Face au risque de paupérisation, la spécialiste des questions de protection sociale au sein de la Banque mondiale pour la région du Moyen-Orient et l'Afrique du Nord, Haneen Ismail Sayed, appelle à renforcer les filets sociaux et réformer les systèmes de retraite et de santé.

Face à la dégradation de la conjoncture économique, pourquoi faut-il renforcer les différents dispositifs de protection sociale ?

La protection sociale a normalement pour rôle de protéger les individus, notamment les plus vulnérables, des chocs et des risques sociaux. Au Liban, ces mécanismes sont défaillants. Or, dans les conditions actuelles de crise économique, le sujet revêt une importance cruciale : le taux de pauvreté, qui avoisine aujourd’hui 30 % de la population, pourrait atteindre 52 % si l’inflation grimpe à 25 % comme évoqué dans certains scénarios assez réalistes. Le renforcement et la refonte des systèmes de protection sociale doivent donc être une priorité pour le gouvernement afin d’atténuer les conséquences sociales de la crise. Tout plan d’urgence économique devra s’accompagner d’un volet social.

Relevés de coordonnées annotés:

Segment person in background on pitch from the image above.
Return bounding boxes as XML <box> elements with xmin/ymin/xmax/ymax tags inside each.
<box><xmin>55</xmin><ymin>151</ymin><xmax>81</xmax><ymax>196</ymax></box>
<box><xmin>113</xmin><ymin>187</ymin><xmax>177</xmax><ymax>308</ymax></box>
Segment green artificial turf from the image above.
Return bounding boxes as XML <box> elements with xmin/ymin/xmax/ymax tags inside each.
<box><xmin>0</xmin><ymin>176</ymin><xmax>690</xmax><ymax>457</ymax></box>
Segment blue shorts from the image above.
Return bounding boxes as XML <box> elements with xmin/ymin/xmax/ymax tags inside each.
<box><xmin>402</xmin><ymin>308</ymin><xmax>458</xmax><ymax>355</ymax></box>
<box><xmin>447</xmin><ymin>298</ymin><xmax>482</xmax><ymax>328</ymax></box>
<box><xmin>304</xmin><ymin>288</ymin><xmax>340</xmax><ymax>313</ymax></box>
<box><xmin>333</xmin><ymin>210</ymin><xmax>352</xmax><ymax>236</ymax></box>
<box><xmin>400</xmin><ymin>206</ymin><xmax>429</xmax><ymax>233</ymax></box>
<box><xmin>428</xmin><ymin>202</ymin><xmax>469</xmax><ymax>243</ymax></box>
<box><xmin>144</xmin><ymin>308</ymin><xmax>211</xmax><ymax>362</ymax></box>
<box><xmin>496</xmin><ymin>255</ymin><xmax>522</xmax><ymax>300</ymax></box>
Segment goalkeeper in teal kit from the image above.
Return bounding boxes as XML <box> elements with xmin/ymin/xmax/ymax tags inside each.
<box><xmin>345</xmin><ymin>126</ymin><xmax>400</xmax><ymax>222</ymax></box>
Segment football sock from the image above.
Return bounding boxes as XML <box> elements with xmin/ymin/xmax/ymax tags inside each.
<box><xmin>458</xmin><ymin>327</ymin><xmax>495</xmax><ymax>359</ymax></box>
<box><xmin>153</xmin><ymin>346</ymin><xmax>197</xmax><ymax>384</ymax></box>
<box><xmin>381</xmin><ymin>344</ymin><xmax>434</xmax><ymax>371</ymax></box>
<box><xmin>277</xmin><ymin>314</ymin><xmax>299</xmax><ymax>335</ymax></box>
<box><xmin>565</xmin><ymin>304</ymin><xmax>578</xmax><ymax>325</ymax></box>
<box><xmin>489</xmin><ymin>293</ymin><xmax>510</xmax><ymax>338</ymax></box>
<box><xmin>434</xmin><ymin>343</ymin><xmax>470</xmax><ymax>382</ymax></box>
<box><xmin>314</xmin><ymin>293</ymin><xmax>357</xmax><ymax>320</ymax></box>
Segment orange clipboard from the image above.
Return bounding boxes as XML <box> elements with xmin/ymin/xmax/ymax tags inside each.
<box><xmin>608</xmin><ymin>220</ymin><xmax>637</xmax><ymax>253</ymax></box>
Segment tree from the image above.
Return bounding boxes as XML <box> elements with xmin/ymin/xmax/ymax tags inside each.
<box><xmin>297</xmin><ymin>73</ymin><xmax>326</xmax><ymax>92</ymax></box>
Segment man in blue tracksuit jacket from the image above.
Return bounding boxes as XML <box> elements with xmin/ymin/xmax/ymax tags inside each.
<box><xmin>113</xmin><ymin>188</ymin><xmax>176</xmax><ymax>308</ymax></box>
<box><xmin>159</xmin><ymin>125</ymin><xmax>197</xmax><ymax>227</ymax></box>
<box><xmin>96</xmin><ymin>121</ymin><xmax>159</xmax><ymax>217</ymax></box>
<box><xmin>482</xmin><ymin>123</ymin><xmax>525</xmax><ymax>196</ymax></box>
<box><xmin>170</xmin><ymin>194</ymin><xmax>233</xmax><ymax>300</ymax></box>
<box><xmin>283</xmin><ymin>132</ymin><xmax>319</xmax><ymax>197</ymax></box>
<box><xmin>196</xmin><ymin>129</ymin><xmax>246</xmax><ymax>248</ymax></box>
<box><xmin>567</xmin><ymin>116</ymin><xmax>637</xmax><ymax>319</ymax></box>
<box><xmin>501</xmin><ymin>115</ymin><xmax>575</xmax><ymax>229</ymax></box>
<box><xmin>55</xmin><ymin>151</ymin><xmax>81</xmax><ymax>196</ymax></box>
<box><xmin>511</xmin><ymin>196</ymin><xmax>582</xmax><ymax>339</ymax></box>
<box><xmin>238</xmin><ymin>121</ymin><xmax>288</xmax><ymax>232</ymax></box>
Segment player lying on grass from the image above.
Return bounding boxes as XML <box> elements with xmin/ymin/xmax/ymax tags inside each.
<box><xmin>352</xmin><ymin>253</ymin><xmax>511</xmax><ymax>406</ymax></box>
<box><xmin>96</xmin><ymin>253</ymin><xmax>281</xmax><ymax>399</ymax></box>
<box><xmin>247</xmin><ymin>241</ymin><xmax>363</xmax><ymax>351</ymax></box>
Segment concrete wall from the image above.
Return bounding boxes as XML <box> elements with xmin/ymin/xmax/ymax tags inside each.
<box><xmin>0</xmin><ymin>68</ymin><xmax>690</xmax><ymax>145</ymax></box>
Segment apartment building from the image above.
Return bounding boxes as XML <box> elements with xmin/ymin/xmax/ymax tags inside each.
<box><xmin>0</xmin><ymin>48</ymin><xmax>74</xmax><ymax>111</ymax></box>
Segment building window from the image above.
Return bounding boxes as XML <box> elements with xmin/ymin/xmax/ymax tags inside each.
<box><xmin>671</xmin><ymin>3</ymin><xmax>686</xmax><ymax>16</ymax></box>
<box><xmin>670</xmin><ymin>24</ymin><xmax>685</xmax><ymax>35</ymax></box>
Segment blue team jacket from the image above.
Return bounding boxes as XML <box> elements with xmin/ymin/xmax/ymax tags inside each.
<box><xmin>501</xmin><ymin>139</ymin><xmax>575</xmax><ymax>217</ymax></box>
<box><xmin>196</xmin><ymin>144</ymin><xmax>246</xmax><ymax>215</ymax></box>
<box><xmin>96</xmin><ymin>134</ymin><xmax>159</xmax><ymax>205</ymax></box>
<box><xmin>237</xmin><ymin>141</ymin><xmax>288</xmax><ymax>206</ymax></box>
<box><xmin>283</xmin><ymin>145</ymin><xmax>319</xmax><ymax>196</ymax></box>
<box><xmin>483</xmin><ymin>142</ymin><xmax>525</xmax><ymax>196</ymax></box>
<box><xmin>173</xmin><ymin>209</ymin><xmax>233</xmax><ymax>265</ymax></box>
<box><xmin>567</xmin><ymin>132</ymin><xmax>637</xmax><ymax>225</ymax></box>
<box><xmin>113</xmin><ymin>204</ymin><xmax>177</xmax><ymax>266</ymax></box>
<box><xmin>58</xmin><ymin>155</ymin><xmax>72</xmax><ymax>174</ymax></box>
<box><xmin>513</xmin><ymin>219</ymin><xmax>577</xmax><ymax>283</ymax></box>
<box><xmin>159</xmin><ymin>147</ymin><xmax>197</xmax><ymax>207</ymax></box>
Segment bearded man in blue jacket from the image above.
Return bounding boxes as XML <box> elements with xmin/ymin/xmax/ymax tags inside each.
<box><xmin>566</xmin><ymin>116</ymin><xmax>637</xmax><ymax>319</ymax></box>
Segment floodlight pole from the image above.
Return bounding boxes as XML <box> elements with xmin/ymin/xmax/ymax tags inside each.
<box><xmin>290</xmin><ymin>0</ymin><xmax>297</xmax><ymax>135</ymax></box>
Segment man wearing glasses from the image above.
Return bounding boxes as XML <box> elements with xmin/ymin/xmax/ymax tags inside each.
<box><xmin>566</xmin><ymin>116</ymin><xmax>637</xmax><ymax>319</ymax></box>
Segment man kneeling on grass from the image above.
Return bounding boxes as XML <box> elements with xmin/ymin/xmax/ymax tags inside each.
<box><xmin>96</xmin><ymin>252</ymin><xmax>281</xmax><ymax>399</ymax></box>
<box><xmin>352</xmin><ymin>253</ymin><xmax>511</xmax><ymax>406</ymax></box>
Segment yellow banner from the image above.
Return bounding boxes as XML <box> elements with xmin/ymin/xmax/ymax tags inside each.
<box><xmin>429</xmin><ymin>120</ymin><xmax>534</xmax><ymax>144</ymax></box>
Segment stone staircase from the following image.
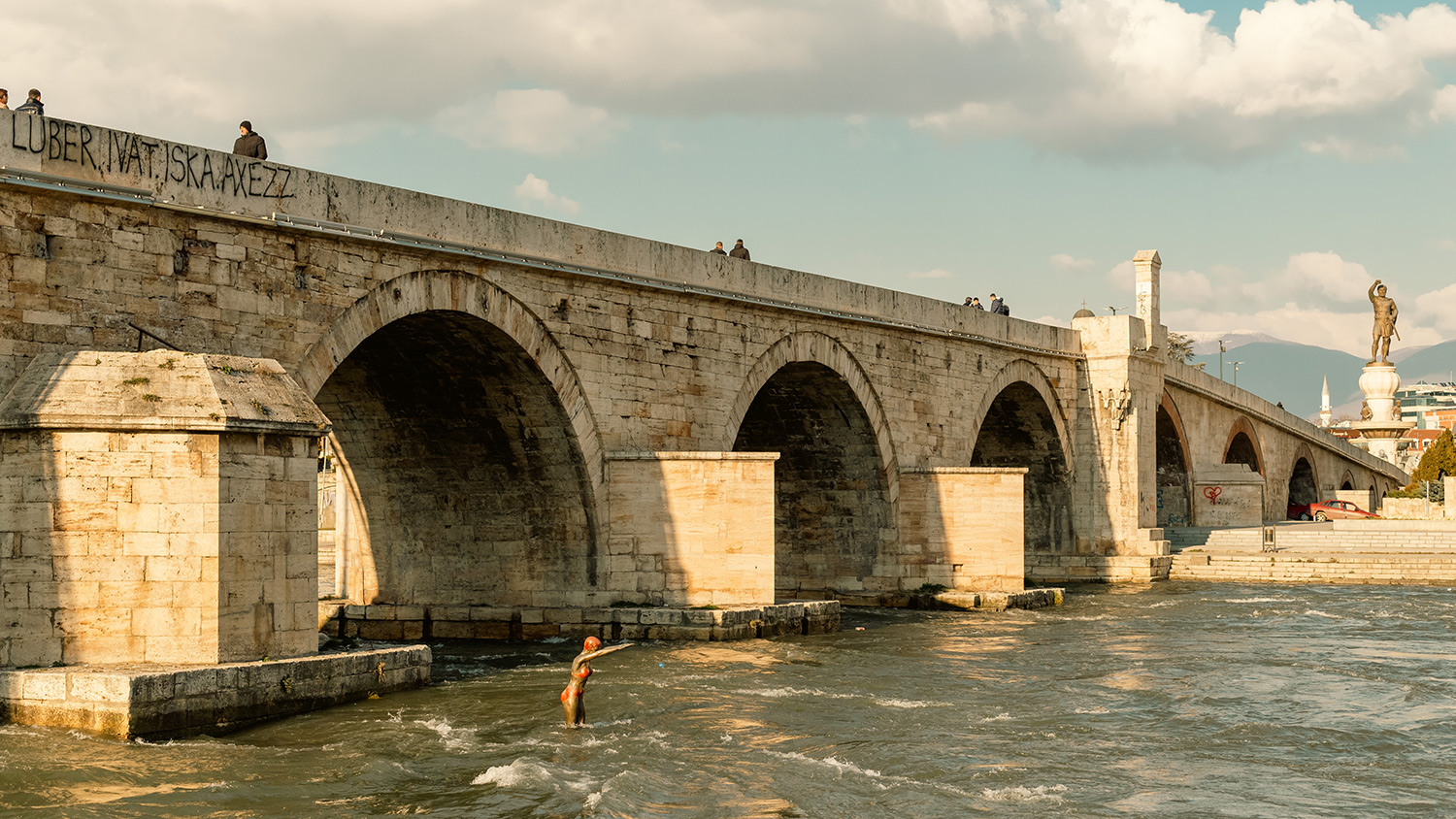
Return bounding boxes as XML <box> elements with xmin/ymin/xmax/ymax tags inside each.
<box><xmin>1168</xmin><ymin>521</ymin><xmax>1456</xmax><ymax>586</ymax></box>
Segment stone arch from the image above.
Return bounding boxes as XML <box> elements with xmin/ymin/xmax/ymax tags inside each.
<box><xmin>1155</xmin><ymin>390</ymin><xmax>1193</xmax><ymax>527</ymax></box>
<box><xmin>722</xmin><ymin>332</ymin><xmax>900</xmax><ymax>501</ymax></box>
<box><xmin>970</xmin><ymin>359</ymin><xmax>1075</xmax><ymax>553</ymax></box>
<box><xmin>730</xmin><ymin>333</ymin><xmax>896</xmax><ymax>598</ymax></box>
<box><xmin>1223</xmin><ymin>414</ymin><xmax>1264</xmax><ymax>475</ymax></box>
<box><xmin>296</xmin><ymin>271</ymin><xmax>606</xmax><ymax>606</ymax></box>
<box><xmin>1286</xmin><ymin>443</ymin><xmax>1324</xmax><ymax>507</ymax></box>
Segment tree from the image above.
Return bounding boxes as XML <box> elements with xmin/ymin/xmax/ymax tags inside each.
<box><xmin>1411</xmin><ymin>429</ymin><xmax>1456</xmax><ymax>487</ymax></box>
<box><xmin>1168</xmin><ymin>330</ymin><xmax>1193</xmax><ymax>364</ymax></box>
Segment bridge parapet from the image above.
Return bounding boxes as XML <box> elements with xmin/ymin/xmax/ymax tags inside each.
<box><xmin>1167</xmin><ymin>361</ymin><xmax>1409</xmax><ymax>484</ymax></box>
<box><xmin>0</xmin><ymin>111</ymin><xmax>1080</xmax><ymax>365</ymax></box>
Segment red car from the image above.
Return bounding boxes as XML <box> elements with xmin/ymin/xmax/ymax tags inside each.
<box><xmin>1289</xmin><ymin>501</ymin><xmax>1380</xmax><ymax>521</ymax></box>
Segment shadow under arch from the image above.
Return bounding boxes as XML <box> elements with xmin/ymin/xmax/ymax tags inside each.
<box><xmin>297</xmin><ymin>271</ymin><xmax>606</xmax><ymax>606</ymax></box>
<box><xmin>1223</xmin><ymin>414</ymin><xmax>1264</xmax><ymax>475</ymax></box>
<box><xmin>1156</xmin><ymin>390</ymin><xmax>1193</xmax><ymax>527</ymax></box>
<box><xmin>1286</xmin><ymin>443</ymin><xmax>1324</xmax><ymax>507</ymax></box>
<box><xmin>970</xmin><ymin>358</ymin><xmax>1075</xmax><ymax>554</ymax></box>
<box><xmin>725</xmin><ymin>333</ymin><xmax>899</xmax><ymax>600</ymax></box>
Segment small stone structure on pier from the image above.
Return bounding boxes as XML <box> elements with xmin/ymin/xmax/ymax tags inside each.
<box><xmin>0</xmin><ymin>350</ymin><xmax>430</xmax><ymax>737</ymax></box>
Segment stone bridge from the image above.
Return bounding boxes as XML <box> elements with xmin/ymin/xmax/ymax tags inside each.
<box><xmin>0</xmin><ymin>112</ymin><xmax>1404</xmax><ymax>665</ymax></box>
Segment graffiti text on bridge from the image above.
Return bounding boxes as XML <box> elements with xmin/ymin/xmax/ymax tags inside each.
<box><xmin>11</xmin><ymin>116</ymin><xmax>293</xmax><ymax>199</ymax></box>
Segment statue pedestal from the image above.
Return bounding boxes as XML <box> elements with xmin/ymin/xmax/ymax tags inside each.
<box><xmin>1350</xmin><ymin>361</ymin><xmax>1415</xmax><ymax>464</ymax></box>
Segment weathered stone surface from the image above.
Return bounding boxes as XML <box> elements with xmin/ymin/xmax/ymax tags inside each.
<box><xmin>0</xmin><ymin>646</ymin><xmax>431</xmax><ymax>739</ymax></box>
<box><xmin>319</xmin><ymin>591</ymin><xmax>844</xmax><ymax>640</ymax></box>
<box><xmin>0</xmin><ymin>112</ymin><xmax>1403</xmax><ymax>639</ymax></box>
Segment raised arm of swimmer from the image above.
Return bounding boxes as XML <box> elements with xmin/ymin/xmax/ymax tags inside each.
<box><xmin>561</xmin><ymin>638</ymin><xmax>635</xmax><ymax>728</ymax></box>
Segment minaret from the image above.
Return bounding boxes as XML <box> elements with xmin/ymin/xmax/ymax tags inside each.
<box><xmin>1319</xmin><ymin>376</ymin><xmax>1334</xmax><ymax>429</ymax></box>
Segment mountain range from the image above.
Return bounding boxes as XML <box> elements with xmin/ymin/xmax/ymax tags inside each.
<box><xmin>1187</xmin><ymin>333</ymin><xmax>1456</xmax><ymax>420</ymax></box>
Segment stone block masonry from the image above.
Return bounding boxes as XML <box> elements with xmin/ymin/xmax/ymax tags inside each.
<box><xmin>0</xmin><ymin>646</ymin><xmax>431</xmax><ymax>739</ymax></box>
<box><xmin>319</xmin><ymin>601</ymin><xmax>841</xmax><ymax>641</ymax></box>
<box><xmin>0</xmin><ymin>350</ymin><xmax>326</xmax><ymax>667</ymax></box>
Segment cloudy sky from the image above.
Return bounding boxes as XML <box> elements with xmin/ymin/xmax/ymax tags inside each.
<box><xmin>0</xmin><ymin>0</ymin><xmax>1456</xmax><ymax>355</ymax></box>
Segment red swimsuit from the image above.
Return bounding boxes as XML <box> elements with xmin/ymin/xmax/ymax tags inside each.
<box><xmin>561</xmin><ymin>665</ymin><xmax>591</xmax><ymax>703</ymax></box>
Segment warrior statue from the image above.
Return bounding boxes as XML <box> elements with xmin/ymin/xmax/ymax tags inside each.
<box><xmin>1368</xmin><ymin>279</ymin><xmax>1401</xmax><ymax>364</ymax></box>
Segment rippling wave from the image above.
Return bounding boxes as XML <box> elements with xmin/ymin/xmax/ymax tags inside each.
<box><xmin>0</xmin><ymin>583</ymin><xmax>1456</xmax><ymax>819</ymax></box>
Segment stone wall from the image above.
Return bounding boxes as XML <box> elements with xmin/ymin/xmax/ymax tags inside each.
<box><xmin>0</xmin><ymin>112</ymin><xmax>1409</xmax><ymax>596</ymax></box>
<box><xmin>896</xmin><ymin>467</ymin><xmax>1027</xmax><ymax>592</ymax></box>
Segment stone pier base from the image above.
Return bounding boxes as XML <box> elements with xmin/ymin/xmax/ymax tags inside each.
<box><xmin>1027</xmin><ymin>554</ymin><xmax>1174</xmax><ymax>583</ymax></box>
<box><xmin>0</xmin><ymin>646</ymin><xmax>430</xmax><ymax>739</ymax></box>
<box><xmin>839</xmin><ymin>589</ymin><xmax>1063</xmax><ymax>611</ymax></box>
<box><xmin>319</xmin><ymin>601</ymin><xmax>839</xmax><ymax>641</ymax></box>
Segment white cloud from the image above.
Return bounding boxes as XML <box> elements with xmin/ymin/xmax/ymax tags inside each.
<box><xmin>1051</xmin><ymin>253</ymin><xmax>1094</xmax><ymax>271</ymax></box>
<box><xmin>1409</xmin><ymin>283</ymin><xmax>1456</xmax><ymax>338</ymax></box>
<box><xmin>515</xmin><ymin>173</ymin><xmax>581</xmax><ymax>215</ymax></box>
<box><xmin>436</xmin><ymin>88</ymin><xmax>623</xmax><ymax>154</ymax></box>
<box><xmin>1284</xmin><ymin>253</ymin><xmax>1374</xmax><ymax>303</ymax></box>
<box><xmin>1159</xmin><ymin>271</ymin><xmax>1217</xmax><ymax>306</ymax></box>
<box><xmin>1162</xmin><ymin>253</ymin><xmax>1456</xmax><ymax>356</ymax></box>
<box><xmin>11</xmin><ymin>0</ymin><xmax>1456</xmax><ymax>161</ymax></box>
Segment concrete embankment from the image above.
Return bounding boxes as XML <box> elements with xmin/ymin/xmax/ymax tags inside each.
<box><xmin>1168</xmin><ymin>521</ymin><xmax>1456</xmax><ymax>586</ymax></box>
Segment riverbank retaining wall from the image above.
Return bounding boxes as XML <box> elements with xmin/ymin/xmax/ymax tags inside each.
<box><xmin>319</xmin><ymin>601</ymin><xmax>841</xmax><ymax>641</ymax></box>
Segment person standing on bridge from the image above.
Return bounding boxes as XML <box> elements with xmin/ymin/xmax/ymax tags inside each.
<box><xmin>233</xmin><ymin>119</ymin><xmax>268</xmax><ymax>158</ymax></box>
<box><xmin>561</xmin><ymin>638</ymin><xmax>635</xmax><ymax>728</ymax></box>
<box><xmin>15</xmin><ymin>88</ymin><xmax>46</xmax><ymax>116</ymax></box>
<box><xmin>1366</xmin><ymin>279</ymin><xmax>1401</xmax><ymax>364</ymax></box>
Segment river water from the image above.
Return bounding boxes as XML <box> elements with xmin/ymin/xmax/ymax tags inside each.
<box><xmin>0</xmin><ymin>583</ymin><xmax>1456</xmax><ymax>819</ymax></box>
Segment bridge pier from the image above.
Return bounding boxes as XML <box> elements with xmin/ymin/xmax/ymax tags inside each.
<box><xmin>0</xmin><ymin>350</ymin><xmax>428</xmax><ymax>737</ymax></box>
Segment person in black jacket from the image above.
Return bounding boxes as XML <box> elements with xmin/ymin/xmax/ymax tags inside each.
<box><xmin>233</xmin><ymin>119</ymin><xmax>268</xmax><ymax>158</ymax></box>
<box><xmin>17</xmin><ymin>88</ymin><xmax>46</xmax><ymax>116</ymax></box>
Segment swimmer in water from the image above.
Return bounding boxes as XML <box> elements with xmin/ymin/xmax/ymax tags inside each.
<box><xmin>561</xmin><ymin>638</ymin><xmax>634</xmax><ymax>728</ymax></box>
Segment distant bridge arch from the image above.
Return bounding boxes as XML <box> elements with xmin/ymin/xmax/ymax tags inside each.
<box><xmin>300</xmin><ymin>271</ymin><xmax>603</xmax><ymax>606</ymax></box>
<box><xmin>725</xmin><ymin>333</ymin><xmax>899</xmax><ymax>598</ymax></box>
<box><xmin>970</xmin><ymin>358</ymin><xmax>1075</xmax><ymax>554</ymax></box>
<box><xmin>1223</xmin><ymin>414</ymin><xmax>1266</xmax><ymax>475</ymax></box>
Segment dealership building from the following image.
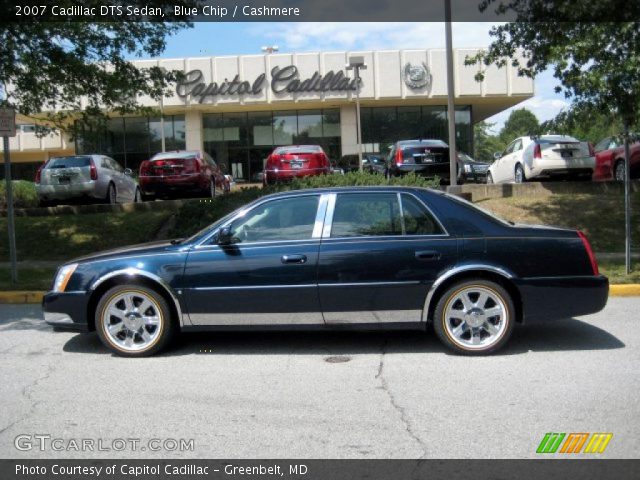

→ **Votre tâche**
Veuillez afficher tel quel le passage de l'extrait sur la protection sociale au Liban, en commençant à « Face au risque » et en terminant à « protection sociale ? ».

→ **Réponse correcte**
Face au risque de paupérisation, la spécialiste des questions de protection sociale au sein de la Banque mondiale pour la région du Moyen-Orient et l'Afrique du Nord, Haneen Ismail Sayed, appelle à renforcer les filets sociaux et réformer les systèmes de retraite et de santé.

Face à la dégradation de la conjoncture économique, pourquoi faut-il renforcer les différents dispositifs de protection sociale ?